Saturday, November 24, 2012

Annotating PDF documents on the iPad

One of the biggest benefits to using iPads in the classroom is moving toward a paperless classroom. In order to do this, we must find an alternative to having students write on paper worksheets or other graphic organizers. One of the easiest ways to do this is to have students annotate a PDF (Portable Document Format), then save that revised version on their iPad.

In most classrooms it looks something like this: 

1. Teacher makes a PDF of the worksheet/handout/graphic organizer. This can  be done by scanning the paper copy and saving it as a PDF file. If the handout is made in Microsoft Word, the file can be saved as a PDF file. (All of my class handouts are converted in this way.)

2. The PDF handout is made available to students. This can be done in numerous ways. Read our blog post on iPad workflow for more information on how to do this.

3. The student uses the "Open in..." function on the iPad to open the PDF document in an a particular app that lets them annotate and save the document. The most popular app being used for this purpose is Notability.

However, unlike most people, I am not a huge fan Notability. I gave it a shot earlier in the year and quickly began the search for alternatives. Notability does have more bells and whistles compared to other apps. However, the most important features I need my students to have is the ability annotate text (highlight, underline, cross out, etc.) and add both "hand written" and text notes. I'm not saying Notability can't do these, it's just not as easy. So, two possible alternatives to check out are Adobe Reader and PDF Expert.

Alternatives to Notability...

Adobe Reader (Free)

Adobe now offers an Adobe Reader mobile app for Android and iOS devices. It looks and acts much like the desktop version. 

File Management: 
All annotated files are saved in your main "Documents" folder. You can create additional folders (for different subjects) and subfolders (different units?) for your documents. You can also sign up for an account at that lets you sync files between different devices. 

Press down on a word, and you have the option to copy, highlight, strikeout, underline, or define the word. Once you highlight, strikeout, or underline, you can then change the color and opacity of your mark. 

Adding notes: 
Press down on an empty spot, and you have the option to add a note, typed text, freehand, or a signature. The "note" creates a sticky note, but all other types of notes can then be modified. You can delete the note or change the thickness, color, and opacity. Also, when you press on it a second time, a text box is created that can easily be resized or moved anywhere on the page. 

I know this may not sound any easier than Notability, but I have about ten students with iPads this year who also found Notability difficult to use. I had them use the Adobe Reader app, and they like it much more. Again, they aren't doing anything fancy, just adding text to my science handouts.

PDF Expert ($9.99 but was on sale this week for $4.99)

I sent an email recently about Readdle having a sale for many of their apps. One of their apps, PDF Expert, is my absolute favorite app for editing PDFs. It has a lot of advanced features that justify the price.

• [Entries supplied]
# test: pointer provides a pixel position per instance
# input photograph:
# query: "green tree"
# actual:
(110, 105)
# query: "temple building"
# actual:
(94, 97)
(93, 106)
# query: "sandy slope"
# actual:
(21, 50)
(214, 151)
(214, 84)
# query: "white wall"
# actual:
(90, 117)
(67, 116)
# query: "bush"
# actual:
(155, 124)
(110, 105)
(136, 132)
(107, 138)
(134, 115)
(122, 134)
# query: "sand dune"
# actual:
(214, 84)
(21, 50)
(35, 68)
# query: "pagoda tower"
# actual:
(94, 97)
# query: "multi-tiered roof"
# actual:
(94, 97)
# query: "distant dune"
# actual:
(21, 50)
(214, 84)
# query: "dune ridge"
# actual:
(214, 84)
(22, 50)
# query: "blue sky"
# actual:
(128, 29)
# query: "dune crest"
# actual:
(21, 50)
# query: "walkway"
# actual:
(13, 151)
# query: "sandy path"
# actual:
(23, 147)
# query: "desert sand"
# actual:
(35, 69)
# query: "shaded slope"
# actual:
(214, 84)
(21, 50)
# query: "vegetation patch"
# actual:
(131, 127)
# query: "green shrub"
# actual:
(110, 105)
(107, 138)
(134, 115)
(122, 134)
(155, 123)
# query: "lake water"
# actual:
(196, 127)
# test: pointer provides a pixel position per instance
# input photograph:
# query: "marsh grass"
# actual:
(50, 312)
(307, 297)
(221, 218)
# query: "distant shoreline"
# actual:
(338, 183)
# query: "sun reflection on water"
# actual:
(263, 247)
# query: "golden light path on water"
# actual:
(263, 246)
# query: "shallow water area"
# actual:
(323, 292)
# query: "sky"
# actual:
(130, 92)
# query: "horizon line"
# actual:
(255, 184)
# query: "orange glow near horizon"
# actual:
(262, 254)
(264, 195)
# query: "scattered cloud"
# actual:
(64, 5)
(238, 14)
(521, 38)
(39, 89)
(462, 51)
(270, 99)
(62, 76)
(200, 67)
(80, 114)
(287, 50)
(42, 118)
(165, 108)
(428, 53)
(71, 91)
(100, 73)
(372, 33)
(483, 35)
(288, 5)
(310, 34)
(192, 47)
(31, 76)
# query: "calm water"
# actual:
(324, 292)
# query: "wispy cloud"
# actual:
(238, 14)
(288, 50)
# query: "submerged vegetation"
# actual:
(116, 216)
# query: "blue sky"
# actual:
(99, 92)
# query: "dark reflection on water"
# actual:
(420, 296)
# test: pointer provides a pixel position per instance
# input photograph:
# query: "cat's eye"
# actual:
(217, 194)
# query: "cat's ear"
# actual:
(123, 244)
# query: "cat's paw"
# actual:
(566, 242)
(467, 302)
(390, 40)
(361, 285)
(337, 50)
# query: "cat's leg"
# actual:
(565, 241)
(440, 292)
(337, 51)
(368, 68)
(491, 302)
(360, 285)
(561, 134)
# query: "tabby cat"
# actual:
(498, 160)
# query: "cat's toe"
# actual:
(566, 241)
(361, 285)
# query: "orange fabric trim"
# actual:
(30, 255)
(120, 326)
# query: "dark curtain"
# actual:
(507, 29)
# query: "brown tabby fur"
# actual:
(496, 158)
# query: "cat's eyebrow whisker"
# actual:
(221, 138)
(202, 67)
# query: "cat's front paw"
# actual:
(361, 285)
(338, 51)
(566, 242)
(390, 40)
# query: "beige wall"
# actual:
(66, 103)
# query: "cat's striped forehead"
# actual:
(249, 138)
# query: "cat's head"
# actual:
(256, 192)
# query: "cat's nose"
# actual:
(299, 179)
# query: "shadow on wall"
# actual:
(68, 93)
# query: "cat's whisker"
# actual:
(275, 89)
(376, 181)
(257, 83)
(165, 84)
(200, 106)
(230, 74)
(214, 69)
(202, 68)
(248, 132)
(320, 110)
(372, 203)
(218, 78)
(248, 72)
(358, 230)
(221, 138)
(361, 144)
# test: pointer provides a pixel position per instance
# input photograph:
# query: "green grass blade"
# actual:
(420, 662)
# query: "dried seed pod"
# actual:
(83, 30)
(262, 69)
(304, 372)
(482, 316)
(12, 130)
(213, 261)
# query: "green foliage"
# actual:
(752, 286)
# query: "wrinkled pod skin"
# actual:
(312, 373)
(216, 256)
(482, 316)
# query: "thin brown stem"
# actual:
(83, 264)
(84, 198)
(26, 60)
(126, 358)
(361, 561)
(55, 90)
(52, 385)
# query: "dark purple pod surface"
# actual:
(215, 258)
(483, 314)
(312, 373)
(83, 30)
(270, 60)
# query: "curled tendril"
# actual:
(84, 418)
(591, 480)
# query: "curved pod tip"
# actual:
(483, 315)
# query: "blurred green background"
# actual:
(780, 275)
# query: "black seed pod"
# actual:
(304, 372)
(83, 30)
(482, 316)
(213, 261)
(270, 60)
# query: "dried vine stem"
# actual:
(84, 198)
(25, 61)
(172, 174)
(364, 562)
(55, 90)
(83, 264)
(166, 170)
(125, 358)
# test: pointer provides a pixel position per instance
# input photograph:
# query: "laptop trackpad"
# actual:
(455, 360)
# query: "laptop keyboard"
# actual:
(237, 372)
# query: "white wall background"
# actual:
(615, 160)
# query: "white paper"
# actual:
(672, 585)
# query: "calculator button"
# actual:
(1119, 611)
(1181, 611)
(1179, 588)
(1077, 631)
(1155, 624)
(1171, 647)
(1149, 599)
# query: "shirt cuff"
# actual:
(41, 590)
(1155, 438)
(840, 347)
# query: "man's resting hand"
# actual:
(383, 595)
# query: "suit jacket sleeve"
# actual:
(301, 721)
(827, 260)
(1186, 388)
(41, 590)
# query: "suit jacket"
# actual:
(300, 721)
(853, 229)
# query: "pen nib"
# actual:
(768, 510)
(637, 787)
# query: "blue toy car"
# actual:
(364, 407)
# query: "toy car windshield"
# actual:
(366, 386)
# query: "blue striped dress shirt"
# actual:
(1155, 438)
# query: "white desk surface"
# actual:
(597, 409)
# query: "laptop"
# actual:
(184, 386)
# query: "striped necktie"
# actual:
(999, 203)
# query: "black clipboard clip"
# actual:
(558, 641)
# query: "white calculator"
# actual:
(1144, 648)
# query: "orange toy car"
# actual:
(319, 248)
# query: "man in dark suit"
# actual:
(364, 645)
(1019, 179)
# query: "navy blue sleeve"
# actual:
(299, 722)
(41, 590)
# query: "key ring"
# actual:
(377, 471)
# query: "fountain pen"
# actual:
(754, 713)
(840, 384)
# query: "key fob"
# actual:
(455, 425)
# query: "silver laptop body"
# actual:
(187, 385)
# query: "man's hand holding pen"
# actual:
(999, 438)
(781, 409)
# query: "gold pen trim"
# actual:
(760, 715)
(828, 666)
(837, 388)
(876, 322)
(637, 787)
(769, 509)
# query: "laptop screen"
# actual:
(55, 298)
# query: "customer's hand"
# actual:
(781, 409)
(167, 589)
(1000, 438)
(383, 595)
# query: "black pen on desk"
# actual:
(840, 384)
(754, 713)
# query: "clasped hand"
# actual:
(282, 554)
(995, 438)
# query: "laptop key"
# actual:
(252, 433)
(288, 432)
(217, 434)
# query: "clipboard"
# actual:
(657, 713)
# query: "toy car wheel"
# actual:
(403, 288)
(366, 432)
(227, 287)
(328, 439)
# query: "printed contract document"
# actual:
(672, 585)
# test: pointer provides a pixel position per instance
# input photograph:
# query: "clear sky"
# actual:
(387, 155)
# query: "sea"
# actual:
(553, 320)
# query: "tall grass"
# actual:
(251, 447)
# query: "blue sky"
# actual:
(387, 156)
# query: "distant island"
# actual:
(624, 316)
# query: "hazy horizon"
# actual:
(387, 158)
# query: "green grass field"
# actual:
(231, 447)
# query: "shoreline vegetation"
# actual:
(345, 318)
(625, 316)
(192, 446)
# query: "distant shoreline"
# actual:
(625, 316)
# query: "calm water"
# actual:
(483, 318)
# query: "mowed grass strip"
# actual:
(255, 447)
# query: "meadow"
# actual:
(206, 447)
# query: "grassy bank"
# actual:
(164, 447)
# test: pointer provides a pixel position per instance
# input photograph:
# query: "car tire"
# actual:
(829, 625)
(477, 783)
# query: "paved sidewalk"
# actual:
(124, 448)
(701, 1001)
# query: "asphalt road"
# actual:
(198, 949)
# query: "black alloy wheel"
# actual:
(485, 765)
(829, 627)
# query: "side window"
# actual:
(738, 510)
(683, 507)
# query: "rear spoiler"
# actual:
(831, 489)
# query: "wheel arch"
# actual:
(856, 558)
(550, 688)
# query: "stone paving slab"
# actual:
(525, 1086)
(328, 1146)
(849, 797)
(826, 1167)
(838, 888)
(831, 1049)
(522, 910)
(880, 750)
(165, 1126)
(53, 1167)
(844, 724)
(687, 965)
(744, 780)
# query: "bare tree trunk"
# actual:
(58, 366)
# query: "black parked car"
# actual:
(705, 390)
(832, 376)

• [What you are asked to do]
Answer these questions using the post on annotating PDF documents on the iPad.
(a) Which app does the post call the most popular for annotating and saving PDFs?
(b) Where does Adobe Reader save all annotated files?
(c) What is the listed price of PDF Expert, and what was its sale price that week?

• [Written reply]
(a) Notability.
(b) In the main "Documents" folder.
(c) $9.99, on sale for $4.99.